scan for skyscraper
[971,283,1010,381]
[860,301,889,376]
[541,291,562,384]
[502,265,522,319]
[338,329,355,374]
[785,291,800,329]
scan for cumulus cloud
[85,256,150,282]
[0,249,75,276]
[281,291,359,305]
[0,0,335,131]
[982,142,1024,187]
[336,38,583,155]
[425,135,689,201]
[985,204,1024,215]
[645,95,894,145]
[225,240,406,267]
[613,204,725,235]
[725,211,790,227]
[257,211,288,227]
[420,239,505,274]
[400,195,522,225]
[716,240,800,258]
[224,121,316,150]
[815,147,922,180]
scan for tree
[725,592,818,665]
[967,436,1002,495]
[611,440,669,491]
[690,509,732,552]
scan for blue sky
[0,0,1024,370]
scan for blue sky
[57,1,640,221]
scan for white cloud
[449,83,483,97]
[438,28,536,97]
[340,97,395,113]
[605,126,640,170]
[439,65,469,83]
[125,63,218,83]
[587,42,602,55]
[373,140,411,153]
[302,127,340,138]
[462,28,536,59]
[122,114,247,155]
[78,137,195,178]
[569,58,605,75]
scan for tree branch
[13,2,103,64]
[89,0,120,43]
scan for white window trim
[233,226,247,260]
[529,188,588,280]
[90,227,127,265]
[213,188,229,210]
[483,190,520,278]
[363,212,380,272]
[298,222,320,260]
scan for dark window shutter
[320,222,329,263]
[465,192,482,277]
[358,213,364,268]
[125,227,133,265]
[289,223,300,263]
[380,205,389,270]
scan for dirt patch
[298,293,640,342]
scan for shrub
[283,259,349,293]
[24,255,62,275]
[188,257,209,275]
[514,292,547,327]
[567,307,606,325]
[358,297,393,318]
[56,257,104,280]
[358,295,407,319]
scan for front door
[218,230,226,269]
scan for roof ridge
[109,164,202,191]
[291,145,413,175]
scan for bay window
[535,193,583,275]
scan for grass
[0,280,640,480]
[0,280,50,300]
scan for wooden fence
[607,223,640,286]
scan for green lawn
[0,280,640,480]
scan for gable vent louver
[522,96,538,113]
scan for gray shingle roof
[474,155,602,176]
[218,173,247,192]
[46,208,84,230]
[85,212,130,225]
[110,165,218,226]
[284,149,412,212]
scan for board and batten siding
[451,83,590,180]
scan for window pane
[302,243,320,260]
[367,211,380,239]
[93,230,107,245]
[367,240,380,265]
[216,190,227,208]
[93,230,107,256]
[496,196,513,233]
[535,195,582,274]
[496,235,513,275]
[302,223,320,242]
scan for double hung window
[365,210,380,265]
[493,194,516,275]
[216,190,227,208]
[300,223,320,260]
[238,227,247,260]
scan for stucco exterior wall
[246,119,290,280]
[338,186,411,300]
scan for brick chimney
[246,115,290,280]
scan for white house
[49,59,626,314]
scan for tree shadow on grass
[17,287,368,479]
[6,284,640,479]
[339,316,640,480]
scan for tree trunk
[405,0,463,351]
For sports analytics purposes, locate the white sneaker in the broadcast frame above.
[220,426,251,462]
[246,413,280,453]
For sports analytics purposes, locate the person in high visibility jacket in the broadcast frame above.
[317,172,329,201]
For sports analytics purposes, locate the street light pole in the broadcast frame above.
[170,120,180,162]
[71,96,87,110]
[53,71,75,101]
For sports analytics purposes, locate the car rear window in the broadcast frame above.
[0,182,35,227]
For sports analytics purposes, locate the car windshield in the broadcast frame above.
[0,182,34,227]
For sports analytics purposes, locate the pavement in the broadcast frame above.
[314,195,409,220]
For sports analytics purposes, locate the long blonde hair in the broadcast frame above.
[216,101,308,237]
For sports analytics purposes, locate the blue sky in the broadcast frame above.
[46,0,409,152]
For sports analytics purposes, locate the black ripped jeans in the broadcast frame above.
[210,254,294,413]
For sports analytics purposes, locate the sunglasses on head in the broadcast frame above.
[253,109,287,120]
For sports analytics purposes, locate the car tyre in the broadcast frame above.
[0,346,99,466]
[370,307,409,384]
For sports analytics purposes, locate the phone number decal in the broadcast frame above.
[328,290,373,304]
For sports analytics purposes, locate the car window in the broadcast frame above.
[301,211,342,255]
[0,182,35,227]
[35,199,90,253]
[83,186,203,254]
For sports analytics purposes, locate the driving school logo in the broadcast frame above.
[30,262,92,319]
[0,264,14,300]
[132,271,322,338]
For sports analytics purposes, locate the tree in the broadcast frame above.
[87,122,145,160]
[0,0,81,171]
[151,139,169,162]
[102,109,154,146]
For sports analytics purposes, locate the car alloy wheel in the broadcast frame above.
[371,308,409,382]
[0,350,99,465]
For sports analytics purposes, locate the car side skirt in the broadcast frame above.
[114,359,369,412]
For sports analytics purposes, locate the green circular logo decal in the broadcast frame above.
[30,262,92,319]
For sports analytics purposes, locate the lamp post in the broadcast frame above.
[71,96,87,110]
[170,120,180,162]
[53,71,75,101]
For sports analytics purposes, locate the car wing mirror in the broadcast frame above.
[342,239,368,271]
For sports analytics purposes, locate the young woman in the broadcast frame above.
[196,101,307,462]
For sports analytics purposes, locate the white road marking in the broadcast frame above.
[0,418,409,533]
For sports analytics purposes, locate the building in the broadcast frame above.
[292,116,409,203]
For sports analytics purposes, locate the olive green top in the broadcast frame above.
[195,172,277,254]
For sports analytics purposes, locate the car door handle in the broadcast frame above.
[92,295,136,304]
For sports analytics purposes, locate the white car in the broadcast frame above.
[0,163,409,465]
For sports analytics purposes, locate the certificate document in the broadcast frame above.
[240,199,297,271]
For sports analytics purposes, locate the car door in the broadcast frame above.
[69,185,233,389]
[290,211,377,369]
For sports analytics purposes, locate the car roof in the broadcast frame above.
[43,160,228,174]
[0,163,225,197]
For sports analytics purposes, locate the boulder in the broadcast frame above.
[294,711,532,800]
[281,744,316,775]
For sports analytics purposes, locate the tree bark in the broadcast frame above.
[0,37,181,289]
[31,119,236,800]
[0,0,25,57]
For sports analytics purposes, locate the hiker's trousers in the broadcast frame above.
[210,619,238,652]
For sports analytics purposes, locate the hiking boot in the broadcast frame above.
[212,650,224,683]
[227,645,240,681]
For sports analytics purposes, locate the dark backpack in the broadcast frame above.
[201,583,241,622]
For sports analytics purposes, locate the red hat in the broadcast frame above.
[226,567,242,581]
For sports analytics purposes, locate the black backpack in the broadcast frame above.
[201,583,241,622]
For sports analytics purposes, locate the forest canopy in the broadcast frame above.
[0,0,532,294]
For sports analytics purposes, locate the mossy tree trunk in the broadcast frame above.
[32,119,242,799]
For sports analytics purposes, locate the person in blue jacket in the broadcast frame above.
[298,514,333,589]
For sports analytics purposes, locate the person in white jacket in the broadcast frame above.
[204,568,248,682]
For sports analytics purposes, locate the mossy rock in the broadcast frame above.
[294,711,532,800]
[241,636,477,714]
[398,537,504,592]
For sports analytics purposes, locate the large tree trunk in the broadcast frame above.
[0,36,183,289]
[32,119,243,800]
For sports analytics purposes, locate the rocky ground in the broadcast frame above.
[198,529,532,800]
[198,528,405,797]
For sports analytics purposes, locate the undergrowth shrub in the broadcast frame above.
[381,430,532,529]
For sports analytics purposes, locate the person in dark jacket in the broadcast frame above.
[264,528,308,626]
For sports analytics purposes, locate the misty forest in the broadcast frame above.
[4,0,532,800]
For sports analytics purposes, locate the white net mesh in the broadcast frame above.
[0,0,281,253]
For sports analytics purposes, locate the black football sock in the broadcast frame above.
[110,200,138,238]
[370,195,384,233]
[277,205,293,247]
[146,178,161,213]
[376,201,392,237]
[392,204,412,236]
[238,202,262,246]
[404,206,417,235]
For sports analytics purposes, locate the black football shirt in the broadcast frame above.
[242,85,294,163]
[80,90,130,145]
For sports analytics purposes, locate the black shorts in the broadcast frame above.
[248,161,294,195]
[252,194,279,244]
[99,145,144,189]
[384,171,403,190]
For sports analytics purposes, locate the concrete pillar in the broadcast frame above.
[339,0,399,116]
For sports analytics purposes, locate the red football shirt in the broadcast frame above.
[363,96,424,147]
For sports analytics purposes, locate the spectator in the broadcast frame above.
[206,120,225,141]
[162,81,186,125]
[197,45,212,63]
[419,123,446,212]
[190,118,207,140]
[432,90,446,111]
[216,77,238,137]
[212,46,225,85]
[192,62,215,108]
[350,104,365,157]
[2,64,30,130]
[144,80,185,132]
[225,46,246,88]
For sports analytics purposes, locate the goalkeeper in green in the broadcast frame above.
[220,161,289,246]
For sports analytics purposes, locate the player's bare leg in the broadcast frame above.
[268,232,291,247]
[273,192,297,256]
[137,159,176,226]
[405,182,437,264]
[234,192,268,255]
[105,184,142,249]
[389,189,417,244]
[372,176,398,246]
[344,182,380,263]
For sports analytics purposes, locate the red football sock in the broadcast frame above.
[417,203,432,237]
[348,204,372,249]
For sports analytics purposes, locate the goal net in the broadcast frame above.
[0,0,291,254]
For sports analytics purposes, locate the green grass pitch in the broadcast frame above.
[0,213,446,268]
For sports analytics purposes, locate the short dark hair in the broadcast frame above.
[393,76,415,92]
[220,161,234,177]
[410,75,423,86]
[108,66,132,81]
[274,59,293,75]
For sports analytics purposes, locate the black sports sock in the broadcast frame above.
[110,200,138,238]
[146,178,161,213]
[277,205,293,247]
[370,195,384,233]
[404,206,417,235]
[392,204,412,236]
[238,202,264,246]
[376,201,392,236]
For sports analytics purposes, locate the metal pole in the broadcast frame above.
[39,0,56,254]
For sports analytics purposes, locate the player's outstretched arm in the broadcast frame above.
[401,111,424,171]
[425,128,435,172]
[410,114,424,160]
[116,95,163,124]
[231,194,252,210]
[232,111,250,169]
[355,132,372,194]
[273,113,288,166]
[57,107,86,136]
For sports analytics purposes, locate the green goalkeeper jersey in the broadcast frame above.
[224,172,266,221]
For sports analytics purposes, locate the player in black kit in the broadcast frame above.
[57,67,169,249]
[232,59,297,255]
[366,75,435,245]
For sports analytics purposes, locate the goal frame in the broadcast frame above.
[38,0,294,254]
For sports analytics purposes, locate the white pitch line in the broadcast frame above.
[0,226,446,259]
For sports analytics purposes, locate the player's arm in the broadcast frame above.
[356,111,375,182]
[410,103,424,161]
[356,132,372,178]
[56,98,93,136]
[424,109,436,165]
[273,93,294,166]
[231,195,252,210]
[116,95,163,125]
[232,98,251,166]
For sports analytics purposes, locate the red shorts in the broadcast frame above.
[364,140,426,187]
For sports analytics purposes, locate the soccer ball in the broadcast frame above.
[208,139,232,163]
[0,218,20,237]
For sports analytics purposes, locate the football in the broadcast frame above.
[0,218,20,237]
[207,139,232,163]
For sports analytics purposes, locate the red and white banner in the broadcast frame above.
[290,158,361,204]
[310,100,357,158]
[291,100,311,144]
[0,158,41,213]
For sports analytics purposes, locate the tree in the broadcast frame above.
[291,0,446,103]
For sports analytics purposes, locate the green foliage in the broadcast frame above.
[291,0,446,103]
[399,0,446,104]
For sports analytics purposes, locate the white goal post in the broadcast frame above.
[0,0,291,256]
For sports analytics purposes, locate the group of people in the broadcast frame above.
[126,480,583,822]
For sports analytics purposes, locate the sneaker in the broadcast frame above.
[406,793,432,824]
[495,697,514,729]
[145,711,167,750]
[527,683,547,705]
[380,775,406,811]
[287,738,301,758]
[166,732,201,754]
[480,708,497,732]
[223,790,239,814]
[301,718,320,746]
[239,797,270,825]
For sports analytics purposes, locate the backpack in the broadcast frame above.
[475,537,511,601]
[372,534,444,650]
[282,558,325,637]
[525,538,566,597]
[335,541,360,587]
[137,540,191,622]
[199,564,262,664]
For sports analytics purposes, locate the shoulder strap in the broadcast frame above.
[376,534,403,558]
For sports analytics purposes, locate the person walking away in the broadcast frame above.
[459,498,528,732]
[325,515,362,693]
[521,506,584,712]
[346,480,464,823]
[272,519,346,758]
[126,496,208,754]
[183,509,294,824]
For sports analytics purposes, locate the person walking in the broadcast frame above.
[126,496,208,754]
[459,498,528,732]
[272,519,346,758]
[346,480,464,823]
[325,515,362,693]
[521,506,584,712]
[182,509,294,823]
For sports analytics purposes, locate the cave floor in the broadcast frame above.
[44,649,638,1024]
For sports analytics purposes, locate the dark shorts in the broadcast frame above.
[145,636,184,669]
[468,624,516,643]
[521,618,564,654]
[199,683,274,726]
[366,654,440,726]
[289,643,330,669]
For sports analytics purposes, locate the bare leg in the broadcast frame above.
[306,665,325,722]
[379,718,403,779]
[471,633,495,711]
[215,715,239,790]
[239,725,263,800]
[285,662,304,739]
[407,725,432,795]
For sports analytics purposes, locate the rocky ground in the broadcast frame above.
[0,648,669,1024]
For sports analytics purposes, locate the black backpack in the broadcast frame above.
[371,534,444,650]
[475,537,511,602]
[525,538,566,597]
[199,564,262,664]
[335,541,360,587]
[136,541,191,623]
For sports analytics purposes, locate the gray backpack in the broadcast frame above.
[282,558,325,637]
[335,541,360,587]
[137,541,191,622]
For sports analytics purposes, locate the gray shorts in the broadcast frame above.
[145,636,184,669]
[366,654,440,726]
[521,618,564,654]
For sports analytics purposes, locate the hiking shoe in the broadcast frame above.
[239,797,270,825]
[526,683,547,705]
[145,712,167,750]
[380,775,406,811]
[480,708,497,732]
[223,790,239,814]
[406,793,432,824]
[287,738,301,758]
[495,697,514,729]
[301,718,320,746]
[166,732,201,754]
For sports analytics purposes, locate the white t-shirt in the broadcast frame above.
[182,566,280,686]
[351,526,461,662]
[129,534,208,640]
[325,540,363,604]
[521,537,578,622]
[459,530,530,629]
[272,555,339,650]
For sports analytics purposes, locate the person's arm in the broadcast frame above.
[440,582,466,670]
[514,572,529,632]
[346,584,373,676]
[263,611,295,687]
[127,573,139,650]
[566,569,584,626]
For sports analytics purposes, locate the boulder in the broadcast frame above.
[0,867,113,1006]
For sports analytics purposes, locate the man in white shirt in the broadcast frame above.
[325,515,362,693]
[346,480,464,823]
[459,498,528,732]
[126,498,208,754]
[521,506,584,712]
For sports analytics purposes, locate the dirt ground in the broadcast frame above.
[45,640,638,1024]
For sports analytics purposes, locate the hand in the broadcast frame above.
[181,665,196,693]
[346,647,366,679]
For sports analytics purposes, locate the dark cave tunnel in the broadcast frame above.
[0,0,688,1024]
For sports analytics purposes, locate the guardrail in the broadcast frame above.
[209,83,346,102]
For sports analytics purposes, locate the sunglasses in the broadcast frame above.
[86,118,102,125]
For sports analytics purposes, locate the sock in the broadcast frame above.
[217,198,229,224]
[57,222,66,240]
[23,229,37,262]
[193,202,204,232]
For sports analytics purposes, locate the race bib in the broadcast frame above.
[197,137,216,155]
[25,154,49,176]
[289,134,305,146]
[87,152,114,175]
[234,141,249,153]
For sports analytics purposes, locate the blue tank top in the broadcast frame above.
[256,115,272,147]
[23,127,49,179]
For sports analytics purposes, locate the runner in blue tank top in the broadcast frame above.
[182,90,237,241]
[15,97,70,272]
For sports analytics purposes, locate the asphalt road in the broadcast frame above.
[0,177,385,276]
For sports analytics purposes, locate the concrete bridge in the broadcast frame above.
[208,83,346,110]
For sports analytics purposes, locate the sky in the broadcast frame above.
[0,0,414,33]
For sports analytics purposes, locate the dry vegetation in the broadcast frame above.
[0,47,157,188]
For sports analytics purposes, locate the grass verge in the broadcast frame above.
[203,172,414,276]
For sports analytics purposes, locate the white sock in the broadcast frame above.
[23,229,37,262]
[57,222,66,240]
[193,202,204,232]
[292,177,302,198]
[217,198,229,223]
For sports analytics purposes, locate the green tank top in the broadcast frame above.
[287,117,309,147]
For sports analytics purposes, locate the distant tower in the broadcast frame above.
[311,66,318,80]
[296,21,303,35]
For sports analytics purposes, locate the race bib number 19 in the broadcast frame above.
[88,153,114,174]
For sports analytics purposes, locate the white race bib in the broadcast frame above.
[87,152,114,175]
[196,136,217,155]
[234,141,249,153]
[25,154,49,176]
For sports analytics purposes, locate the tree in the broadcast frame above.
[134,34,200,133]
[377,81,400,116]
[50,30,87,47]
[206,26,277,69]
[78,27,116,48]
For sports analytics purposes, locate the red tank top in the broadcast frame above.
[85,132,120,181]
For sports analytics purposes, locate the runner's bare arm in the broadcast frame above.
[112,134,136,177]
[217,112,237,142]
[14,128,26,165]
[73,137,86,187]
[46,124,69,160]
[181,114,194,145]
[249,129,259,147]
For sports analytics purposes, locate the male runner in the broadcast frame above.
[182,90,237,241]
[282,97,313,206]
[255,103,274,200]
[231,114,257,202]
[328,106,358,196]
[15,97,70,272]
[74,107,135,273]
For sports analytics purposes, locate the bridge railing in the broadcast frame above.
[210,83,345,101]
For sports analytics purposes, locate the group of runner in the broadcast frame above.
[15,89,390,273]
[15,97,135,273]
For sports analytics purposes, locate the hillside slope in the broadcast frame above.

⁂

-- TASK DIRECTIONS --
Recast the items above, from the first line through the line containing "[57,1,640,221]", as a two-column CSV with the headers text and answer. Give one row per item, and put each value in a quoted field with its line breaks replaced by spaces.

-- WRITTEN RESPONSE --
text,answer
"scan for skyscraper","[971,283,1010,381] [860,301,889,376] [541,291,562,384] [502,265,522,319] [338,329,355,374] [785,291,800,329]"
"scan for cumulus cloud","[85,256,150,282] [0,249,75,276] [281,291,359,305] [0,0,335,131] [982,142,1024,187] [336,38,583,155] [425,135,689,201] [985,204,1024,215] [645,95,894,145] [225,240,406,267] [613,204,725,235] [725,211,790,227] [257,211,288,227] [420,239,505,274] [400,195,522,225] [716,240,800,258] [224,121,316,150] [815,147,922,180]"
"scan for tree","[725,592,818,665] [967,436,1002,495] [611,440,669,491] [690,509,732,552]"
"scan for blue sky","[0,0,1024,370]"
"scan for blue sky","[57,1,640,221]"